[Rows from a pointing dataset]
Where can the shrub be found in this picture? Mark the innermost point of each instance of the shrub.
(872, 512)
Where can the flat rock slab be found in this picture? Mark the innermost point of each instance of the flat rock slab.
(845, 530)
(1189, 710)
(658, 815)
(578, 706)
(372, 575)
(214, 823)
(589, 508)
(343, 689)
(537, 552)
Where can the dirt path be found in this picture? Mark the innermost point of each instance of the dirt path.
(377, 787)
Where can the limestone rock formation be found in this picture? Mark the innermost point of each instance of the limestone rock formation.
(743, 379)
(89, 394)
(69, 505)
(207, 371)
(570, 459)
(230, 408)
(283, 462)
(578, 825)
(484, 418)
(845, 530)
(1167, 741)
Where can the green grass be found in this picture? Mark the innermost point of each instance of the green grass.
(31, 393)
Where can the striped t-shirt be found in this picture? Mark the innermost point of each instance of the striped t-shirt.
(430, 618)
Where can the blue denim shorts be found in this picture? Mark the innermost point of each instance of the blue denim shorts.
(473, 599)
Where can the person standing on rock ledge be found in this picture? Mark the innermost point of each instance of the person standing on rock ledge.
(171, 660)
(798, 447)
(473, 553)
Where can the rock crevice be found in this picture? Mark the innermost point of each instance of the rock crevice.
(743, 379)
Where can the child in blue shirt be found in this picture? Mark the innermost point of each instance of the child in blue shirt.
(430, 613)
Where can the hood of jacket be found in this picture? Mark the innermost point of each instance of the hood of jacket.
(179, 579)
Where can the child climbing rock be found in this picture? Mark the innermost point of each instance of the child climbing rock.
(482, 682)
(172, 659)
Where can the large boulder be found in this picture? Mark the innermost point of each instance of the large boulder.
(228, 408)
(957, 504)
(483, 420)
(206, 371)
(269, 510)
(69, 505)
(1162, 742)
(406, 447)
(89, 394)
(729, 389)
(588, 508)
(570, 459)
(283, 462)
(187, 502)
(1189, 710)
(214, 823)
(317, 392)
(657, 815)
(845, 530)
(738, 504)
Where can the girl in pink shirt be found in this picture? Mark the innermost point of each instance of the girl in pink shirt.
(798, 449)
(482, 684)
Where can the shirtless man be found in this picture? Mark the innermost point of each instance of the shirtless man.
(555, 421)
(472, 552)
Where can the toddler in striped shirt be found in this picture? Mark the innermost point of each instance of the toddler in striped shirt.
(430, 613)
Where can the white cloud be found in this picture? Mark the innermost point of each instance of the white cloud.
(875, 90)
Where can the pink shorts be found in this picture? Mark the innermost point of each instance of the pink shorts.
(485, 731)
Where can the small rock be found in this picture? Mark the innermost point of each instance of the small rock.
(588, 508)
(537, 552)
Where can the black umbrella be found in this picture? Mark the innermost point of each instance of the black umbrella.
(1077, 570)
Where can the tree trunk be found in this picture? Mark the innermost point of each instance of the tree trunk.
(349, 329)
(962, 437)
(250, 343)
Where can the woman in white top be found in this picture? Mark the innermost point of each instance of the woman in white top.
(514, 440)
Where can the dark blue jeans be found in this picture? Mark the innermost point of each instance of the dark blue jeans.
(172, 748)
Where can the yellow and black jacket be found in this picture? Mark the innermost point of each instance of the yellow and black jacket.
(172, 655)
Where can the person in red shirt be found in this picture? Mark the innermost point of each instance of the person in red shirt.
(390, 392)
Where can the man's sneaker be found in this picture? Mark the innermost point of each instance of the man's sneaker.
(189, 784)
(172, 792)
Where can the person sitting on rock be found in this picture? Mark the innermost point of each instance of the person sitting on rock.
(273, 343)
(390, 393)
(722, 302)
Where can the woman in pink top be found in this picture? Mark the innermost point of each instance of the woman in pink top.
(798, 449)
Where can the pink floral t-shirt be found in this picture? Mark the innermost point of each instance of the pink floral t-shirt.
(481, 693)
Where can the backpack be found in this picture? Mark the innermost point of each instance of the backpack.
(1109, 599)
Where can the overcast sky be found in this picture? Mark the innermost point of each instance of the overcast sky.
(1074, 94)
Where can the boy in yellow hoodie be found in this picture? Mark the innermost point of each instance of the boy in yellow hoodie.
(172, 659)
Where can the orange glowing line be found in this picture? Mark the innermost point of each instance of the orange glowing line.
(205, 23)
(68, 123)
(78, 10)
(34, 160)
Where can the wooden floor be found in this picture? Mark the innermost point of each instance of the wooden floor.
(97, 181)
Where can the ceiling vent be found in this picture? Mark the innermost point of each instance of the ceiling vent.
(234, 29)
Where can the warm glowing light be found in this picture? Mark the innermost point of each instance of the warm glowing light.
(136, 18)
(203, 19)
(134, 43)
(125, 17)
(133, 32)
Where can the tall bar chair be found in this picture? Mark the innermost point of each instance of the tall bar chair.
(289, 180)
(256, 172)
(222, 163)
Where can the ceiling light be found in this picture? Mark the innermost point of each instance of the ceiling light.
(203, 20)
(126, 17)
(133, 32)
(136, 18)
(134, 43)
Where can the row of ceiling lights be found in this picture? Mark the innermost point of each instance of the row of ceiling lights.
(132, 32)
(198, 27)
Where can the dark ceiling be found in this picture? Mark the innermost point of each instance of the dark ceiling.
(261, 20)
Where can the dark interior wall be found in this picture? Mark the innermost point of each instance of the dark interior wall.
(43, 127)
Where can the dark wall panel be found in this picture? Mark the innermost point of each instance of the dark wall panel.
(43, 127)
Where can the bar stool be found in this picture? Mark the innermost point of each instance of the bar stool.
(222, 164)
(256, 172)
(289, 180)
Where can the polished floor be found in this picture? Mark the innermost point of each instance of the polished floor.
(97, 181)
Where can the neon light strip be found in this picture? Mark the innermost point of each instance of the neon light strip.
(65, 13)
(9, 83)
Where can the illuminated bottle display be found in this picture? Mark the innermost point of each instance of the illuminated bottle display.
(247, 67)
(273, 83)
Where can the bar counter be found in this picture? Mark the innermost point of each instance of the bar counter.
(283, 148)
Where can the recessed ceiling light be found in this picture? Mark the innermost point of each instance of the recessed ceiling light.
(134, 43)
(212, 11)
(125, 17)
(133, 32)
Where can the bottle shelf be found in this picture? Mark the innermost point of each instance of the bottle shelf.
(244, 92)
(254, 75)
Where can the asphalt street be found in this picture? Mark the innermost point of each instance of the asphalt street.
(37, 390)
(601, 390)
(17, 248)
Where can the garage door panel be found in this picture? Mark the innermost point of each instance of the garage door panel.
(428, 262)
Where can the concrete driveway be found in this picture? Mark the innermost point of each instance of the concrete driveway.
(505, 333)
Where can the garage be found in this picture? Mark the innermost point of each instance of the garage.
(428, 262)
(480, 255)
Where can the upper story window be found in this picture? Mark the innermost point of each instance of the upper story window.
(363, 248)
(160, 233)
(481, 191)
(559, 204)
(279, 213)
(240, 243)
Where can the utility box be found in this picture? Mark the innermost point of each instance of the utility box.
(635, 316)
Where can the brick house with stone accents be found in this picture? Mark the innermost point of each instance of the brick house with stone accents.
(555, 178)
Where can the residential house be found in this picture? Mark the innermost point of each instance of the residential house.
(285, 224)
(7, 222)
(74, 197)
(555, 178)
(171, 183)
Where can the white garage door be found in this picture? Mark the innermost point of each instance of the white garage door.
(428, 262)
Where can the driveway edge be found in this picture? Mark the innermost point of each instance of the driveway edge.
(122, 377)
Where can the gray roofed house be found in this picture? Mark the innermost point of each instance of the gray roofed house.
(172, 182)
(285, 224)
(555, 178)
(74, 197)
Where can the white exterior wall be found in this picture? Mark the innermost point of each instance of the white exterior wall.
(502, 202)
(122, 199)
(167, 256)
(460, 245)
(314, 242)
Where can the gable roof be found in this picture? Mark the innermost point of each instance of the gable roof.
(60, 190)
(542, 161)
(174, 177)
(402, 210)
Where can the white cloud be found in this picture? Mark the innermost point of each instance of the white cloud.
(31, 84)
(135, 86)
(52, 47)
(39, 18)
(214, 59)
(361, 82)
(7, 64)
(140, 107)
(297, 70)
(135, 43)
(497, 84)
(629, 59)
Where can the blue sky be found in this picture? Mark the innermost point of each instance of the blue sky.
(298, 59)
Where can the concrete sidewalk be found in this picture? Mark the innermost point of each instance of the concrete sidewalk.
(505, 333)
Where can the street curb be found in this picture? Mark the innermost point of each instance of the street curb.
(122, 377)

- WHAT YOU NEED TO DO
Copy out the part of the listing above that opens with the line containing "Where can the pink floral" and closes with the line containing "(1109, 599)", including both of those lines.

- ANSWER IN FULL
Where can the pink floral t-shirt be found in this picture? Mark the innermost point of each instance of the pink floral t-shirt.
(481, 693)
Where can the backpack be found in this picture? Mark the innermost point of each instance of the backpack.
(1109, 599)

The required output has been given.